Excerpts from a pointing dataset:
====================

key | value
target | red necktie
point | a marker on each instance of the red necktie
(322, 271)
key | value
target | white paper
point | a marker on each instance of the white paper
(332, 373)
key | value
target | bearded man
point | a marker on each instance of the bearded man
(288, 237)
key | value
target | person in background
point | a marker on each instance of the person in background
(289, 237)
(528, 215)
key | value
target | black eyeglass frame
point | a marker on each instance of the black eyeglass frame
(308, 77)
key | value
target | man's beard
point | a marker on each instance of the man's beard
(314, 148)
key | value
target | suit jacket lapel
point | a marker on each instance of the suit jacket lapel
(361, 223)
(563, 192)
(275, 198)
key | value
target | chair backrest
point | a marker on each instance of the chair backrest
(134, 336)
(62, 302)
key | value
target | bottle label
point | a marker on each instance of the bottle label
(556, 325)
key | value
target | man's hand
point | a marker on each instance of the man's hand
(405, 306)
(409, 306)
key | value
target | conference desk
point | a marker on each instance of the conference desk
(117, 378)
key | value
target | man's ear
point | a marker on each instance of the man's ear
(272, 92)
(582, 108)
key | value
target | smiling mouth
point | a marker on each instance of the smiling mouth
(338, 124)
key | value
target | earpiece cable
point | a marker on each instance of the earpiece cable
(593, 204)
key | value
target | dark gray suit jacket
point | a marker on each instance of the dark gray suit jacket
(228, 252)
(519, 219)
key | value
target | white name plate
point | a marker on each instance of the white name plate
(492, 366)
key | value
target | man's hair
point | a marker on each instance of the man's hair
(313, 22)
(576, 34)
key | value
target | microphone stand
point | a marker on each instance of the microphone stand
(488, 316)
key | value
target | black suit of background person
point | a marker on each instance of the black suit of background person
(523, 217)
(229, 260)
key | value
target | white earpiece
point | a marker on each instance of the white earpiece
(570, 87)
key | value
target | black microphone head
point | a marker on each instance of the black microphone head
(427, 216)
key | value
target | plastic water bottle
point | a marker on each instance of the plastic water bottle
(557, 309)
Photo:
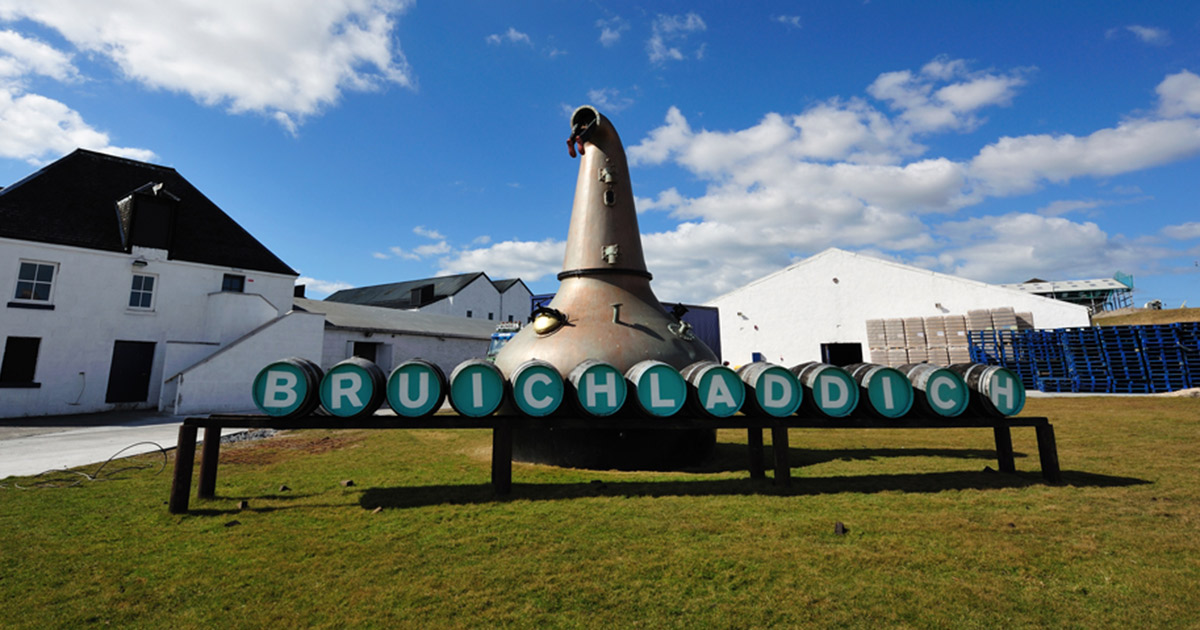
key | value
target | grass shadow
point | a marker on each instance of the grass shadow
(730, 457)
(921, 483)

====================

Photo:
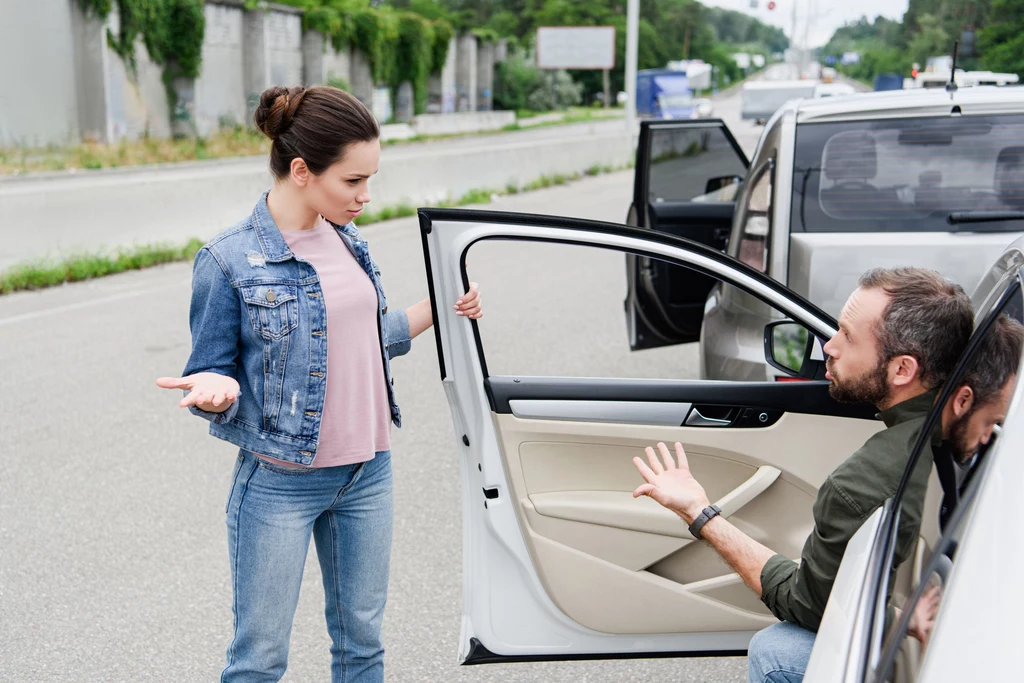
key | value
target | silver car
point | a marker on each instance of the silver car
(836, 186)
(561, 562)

====================

WORK REQUIRED: Pull out each line of the entries above that contains the word "background".

WRITTEN ANSWER:
target | person in background
point | a marker on each instance of the person in background
target | black suit of background person
point | a marker on each instance of the black suit of background person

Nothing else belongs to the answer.